WORK INSTRUCTION >> Among the entries, which lines carry the string "flower"? Copy every one.

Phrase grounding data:

━━━━━━━━━━━━━━━━

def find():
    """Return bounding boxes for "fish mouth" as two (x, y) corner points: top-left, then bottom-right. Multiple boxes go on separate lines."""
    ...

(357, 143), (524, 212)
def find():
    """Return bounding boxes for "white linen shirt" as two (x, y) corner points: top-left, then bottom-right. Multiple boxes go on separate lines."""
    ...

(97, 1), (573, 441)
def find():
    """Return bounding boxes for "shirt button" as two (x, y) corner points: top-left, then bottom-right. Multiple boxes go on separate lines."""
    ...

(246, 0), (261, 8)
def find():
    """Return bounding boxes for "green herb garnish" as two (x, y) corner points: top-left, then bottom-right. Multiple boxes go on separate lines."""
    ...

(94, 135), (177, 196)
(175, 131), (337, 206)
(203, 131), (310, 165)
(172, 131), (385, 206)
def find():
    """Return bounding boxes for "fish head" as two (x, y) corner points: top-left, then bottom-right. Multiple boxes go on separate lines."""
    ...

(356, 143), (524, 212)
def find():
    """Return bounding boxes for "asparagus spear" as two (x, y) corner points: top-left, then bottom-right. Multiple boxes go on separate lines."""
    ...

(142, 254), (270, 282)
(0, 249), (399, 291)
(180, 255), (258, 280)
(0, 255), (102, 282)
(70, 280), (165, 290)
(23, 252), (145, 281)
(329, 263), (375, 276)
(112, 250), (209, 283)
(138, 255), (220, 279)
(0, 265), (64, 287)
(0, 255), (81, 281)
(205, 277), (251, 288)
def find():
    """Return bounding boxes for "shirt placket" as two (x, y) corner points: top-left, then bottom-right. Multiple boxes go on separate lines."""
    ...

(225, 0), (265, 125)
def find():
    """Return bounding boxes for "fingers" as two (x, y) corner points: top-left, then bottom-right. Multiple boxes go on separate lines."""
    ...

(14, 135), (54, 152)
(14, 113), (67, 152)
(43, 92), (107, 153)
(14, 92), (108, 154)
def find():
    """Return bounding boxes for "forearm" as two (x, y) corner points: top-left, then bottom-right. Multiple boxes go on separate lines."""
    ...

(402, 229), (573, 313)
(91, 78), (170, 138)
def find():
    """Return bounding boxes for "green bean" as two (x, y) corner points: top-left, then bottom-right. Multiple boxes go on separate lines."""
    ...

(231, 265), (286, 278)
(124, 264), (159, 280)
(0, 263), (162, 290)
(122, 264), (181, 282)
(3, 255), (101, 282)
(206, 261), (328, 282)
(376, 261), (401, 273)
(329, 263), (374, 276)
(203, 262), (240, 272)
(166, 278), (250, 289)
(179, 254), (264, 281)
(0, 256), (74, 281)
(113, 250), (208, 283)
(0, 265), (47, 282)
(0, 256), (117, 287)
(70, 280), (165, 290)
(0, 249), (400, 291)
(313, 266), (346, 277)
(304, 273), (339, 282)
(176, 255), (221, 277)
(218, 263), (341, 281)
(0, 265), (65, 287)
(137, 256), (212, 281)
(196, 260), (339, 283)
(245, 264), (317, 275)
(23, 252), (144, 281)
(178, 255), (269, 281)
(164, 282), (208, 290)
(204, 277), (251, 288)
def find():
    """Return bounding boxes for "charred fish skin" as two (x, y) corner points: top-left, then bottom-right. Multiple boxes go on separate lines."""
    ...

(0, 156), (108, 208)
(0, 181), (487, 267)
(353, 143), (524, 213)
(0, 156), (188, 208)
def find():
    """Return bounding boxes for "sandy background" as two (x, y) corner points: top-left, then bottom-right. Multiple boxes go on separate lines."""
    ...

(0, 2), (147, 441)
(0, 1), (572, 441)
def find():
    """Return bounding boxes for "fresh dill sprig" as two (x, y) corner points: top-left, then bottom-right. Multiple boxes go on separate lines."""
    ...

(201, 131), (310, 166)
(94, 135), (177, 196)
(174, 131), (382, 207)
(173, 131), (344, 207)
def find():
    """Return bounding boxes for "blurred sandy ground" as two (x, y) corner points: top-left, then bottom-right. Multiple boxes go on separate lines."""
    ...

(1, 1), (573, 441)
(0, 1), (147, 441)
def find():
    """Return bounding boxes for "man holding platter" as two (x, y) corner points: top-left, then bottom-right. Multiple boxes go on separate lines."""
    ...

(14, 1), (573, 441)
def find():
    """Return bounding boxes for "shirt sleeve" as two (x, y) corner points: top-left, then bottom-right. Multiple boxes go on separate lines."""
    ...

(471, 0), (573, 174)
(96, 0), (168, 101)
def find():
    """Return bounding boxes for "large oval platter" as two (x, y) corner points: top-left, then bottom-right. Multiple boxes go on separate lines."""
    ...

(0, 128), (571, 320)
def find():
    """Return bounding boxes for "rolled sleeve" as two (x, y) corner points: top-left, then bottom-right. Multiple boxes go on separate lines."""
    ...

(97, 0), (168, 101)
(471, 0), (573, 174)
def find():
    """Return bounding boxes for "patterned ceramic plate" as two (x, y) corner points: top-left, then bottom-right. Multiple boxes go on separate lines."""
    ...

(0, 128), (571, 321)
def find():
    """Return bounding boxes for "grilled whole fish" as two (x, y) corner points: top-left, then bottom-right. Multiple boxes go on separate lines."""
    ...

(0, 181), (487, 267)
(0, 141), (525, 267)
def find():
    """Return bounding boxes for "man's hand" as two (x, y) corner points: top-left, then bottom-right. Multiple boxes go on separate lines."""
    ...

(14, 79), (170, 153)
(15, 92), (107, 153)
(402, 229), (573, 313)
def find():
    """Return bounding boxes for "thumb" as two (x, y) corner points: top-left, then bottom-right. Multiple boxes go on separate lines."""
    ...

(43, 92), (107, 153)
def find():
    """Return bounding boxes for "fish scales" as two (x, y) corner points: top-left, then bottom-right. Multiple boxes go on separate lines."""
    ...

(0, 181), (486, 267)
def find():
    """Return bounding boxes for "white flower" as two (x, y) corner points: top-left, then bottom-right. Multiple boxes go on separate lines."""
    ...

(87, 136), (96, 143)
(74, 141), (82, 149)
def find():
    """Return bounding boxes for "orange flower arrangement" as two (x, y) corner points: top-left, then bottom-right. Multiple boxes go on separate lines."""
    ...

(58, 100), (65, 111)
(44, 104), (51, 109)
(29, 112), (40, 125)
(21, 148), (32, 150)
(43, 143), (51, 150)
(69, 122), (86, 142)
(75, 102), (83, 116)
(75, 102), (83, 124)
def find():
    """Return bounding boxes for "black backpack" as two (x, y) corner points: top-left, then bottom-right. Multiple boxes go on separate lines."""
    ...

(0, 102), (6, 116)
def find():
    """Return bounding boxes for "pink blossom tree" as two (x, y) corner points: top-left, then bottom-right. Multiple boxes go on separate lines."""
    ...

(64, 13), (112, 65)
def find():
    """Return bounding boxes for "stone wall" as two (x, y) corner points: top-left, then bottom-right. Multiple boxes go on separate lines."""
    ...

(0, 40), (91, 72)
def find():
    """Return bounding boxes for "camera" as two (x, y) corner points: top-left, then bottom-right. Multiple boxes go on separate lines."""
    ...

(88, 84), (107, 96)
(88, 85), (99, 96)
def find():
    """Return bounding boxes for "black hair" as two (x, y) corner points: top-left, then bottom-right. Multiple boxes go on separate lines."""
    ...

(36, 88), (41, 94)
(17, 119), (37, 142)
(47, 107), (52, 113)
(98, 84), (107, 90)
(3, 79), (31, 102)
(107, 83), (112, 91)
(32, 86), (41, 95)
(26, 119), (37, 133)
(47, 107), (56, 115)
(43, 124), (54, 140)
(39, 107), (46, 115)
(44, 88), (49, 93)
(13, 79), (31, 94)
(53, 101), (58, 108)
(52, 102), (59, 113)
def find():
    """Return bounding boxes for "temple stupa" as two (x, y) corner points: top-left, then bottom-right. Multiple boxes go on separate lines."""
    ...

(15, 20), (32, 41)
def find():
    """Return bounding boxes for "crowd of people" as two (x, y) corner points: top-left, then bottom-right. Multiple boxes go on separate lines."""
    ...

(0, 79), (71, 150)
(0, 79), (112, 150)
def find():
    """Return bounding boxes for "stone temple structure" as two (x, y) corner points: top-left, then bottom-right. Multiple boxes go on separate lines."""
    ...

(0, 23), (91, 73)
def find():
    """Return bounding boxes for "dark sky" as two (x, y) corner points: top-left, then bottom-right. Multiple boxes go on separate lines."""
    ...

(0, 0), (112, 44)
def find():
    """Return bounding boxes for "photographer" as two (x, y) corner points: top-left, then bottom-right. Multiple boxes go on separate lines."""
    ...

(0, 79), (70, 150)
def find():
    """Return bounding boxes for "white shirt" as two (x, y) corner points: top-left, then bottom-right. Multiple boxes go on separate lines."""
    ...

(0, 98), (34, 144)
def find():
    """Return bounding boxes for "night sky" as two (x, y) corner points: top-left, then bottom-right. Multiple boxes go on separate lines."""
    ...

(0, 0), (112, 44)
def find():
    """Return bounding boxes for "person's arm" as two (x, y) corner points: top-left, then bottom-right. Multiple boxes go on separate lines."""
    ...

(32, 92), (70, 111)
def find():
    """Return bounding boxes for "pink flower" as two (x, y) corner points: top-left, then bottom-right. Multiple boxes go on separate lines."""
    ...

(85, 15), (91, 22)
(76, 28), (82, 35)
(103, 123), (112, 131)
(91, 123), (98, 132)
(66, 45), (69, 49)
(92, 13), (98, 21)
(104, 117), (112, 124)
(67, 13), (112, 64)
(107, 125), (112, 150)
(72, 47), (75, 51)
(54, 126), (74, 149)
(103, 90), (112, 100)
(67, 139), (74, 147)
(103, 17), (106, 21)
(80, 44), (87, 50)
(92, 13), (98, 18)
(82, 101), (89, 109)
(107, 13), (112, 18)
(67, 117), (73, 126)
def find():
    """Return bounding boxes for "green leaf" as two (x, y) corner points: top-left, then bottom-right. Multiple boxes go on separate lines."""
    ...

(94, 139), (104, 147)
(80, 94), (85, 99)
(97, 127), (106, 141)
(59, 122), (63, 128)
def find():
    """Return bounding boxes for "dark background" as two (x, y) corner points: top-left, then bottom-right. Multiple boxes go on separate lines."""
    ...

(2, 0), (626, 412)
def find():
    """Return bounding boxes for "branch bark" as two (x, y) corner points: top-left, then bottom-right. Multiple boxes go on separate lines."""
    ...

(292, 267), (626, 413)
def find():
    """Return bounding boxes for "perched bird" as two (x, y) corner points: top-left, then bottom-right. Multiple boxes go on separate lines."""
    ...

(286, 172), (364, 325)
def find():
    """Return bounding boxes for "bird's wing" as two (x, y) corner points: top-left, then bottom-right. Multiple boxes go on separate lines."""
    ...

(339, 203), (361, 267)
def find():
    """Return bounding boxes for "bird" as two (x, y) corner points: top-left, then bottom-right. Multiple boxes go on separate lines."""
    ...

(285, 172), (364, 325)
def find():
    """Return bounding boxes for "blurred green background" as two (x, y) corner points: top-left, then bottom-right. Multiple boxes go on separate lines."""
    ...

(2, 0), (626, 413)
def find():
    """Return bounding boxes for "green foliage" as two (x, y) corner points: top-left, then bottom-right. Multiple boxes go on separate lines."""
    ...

━━━━━━━━━━━━━━━━

SOLUTION BELOW >>
    """Return bounding boxes for "white flower" as two (x, y) corner points: top-left, then bottom-right. Multiple boxes go on separate lines."""
    """Return bounding boxes for "orange flower arrangement" as two (x, y) corner points: top-left, then bottom-right. Multiple boxes go on separate lines."""
    """Return bounding boxes for "pink flower" as two (x, y) corner points: top-left, then bottom-right. Multiple boxes go on separate lines."""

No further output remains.